Provided text:

- Opening Delimiter -

In writing this book, I had to fight many internal battles. First, I had to trust my ability to do it, as I am a therapist, not a writer. Second, and of more interest, I had to talk to my mother about it. When I brought it up with Mother, I said to her, “Hey, Mom, I need your help. I am writing a book about mothers and daughters and I need your input, suggestions, and permission to use some personal material.” My mother, bless her heart, said, “Why don’t you write a book about fathers?” And of course, she was worried about being a bad mother, which would be expected. She was able to give me her blessing, however, and I think it is because she was trying to understand that this is not a book about blame, but a book about healing. I have to admit I wanted her to say many things like: “Are there some things we need to discuss or work on together?” “Do you have pain from your childhood?” “Is there anything we can do about it now?” “Can we heal together?” None of this happened, but after all these years of my own recovery work, I knew not to expect her to be able to do this empathic inquiry. I was grateful that I had mustered the nerve to broach the book to her, which admittedly took me some time to do. At one time in my life, this exchange would have been unthinkable.
Somehow, after taking this risk, I found it easier to move forward and be authentic in talking about my own experience as well as about my research. Although it would have felt emotionally safe to write at arm’s length from a purely clinical perspective, I hope that my own stories of being a daughter of a narcissistic mother will help you know that I do understand. I have been there.
I’ve divided the book into three parts that parallel my approach to psychotherapy. Part 1 explains the problem of maternal narcissism. Part 2 shows the impact of the problem, its many effects, and how it plays out in daughters’ lifestyles. Part 3 is a road map for recovery.

- Closing Delimiter -

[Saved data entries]
- Opening Delimiter -

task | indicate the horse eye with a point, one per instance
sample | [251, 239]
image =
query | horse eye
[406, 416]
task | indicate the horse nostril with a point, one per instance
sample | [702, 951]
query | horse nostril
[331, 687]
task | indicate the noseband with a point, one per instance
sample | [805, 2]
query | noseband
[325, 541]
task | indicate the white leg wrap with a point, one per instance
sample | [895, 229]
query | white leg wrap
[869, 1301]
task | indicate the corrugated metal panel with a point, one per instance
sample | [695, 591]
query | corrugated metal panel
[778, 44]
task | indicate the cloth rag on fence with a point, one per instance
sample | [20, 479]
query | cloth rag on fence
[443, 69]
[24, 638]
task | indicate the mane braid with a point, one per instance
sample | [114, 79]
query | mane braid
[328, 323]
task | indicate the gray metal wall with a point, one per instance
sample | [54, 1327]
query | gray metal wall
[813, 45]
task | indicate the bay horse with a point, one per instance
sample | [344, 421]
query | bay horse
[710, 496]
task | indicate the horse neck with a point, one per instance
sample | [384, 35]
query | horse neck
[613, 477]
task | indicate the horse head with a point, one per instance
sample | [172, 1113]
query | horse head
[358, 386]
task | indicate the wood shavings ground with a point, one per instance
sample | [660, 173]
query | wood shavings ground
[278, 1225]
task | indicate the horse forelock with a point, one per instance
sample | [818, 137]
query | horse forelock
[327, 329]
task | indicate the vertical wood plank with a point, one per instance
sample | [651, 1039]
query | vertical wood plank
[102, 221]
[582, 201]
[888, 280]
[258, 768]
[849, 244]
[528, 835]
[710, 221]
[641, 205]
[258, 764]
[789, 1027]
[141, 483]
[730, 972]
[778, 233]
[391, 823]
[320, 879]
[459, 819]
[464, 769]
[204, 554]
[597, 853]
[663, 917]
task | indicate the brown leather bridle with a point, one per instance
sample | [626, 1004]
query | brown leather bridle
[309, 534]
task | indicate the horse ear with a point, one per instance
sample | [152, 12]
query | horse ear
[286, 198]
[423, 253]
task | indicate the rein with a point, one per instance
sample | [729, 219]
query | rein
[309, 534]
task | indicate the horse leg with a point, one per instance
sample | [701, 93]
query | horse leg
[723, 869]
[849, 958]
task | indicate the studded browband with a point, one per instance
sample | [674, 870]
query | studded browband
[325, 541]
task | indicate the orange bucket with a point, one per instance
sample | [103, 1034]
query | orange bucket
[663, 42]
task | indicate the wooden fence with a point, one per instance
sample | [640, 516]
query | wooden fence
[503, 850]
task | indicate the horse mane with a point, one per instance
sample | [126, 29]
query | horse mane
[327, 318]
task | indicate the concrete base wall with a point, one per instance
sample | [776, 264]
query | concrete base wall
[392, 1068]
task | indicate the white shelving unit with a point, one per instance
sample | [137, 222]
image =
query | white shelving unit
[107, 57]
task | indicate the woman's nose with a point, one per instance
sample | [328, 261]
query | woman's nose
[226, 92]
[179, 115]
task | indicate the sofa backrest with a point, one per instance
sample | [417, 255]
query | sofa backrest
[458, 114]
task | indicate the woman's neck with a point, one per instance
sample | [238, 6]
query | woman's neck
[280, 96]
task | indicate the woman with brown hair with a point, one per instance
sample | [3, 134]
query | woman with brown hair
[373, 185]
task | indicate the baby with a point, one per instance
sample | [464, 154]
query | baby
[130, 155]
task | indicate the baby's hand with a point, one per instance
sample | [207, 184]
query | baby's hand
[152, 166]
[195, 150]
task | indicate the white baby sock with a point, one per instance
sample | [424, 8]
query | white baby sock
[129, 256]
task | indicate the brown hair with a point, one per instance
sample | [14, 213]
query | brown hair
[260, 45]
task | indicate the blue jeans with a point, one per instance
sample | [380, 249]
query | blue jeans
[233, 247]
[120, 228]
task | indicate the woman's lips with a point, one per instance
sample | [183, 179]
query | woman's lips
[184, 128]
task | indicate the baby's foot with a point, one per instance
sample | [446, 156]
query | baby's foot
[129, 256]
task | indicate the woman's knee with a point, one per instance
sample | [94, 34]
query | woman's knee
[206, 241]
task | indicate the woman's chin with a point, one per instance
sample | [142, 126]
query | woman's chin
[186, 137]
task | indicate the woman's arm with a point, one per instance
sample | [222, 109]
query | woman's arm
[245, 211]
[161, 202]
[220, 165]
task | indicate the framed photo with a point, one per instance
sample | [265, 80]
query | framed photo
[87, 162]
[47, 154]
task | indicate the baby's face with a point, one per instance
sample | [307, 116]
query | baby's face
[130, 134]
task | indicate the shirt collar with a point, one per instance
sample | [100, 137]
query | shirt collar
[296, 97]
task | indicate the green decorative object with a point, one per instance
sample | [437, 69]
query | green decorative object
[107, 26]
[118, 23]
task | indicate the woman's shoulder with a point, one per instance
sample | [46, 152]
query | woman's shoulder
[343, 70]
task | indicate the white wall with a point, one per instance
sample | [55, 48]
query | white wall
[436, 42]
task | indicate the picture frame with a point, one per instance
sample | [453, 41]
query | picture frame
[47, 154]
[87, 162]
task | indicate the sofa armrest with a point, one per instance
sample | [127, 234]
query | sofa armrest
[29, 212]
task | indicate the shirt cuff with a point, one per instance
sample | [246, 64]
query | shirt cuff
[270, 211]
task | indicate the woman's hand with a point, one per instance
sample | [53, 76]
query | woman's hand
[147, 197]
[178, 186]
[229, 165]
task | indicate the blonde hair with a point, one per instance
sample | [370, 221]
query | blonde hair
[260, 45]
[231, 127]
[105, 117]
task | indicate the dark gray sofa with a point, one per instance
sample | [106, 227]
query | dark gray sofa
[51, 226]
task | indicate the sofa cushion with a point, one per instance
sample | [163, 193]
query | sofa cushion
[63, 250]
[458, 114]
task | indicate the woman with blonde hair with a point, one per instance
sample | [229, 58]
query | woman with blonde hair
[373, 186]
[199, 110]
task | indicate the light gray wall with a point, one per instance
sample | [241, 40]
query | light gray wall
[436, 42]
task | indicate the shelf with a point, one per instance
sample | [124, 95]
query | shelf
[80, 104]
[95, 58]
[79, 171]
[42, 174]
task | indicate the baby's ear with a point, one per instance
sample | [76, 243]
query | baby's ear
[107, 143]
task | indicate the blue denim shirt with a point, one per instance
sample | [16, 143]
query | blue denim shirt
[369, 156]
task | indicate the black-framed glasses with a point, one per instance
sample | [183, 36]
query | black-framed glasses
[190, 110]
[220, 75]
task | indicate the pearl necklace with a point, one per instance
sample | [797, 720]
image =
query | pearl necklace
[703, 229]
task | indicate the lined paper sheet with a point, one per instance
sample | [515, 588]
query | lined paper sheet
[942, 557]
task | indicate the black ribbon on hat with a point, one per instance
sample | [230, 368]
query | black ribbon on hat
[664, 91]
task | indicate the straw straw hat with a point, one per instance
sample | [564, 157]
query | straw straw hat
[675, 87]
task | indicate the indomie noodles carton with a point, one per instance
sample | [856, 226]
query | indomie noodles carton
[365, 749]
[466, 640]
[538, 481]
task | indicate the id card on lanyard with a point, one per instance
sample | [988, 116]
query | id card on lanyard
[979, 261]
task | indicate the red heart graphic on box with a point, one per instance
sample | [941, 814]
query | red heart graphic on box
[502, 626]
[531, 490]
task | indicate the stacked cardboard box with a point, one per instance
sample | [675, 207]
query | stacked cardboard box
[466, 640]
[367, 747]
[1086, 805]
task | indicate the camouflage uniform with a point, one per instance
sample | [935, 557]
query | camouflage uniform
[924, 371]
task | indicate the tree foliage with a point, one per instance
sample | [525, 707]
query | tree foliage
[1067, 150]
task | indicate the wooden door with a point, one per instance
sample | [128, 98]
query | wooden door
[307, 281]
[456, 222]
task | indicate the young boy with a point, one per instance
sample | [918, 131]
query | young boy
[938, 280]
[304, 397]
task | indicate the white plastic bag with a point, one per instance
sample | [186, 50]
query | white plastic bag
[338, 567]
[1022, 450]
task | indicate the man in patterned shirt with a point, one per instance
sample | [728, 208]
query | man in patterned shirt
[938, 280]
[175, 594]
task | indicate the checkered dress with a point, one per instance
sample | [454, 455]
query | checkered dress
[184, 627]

- Closing Delimiter -

Work order A: In the passage on mothers and daughters, what did the author's mother suggest writing a book about instead?
Work order B: Continue the passage on mothers and daughters from its final sentence.

Task output A: A book about fathers.

Task output B:
I invite you now to come with me to learn about yourself and your mother. It won’t always be a comfortable and easy trip. You’ll be emerging from denial, confronting difficult feelings, being vulnerable, and facing characteristics of your own that you may not like. It is an emotional undertaking. Sometimes you will find it funny. Other times you will feel a great sadness as you try to understand what you experienced and heal from it. By doing so, you will change the legacy of distorted maternal love and make a lasting difference for your daughters, sons, and grandchildren. As you face the honest reflections of your life patterns, you will ultimately like yourself more and become better at parenting, in relationships, and in everything else in your life.
Emotional legacies are like genetic legacies; they pass along to each generation without anyone really taking a lot of notice. Some of the “hand me downs” are endearing and wonderful and we feel grateful and proud, but some are heartbreaking and destructive. They need to be stopped. We need to stop them. Having done my own recovery work from my distorted maternal legacy, I can say that I’ve been there and I can help you change yours too.
I welcome you to read further with me. Sit with me, talk with me, cry with me, laugh with me. Together we will begin to deal with the reality of your emotional legacy. Even if it’s always been “all about Mom,” it’s your turn now. It gets to be about you, the “you” that maybe you’ve never discovered or didn’t even know existed.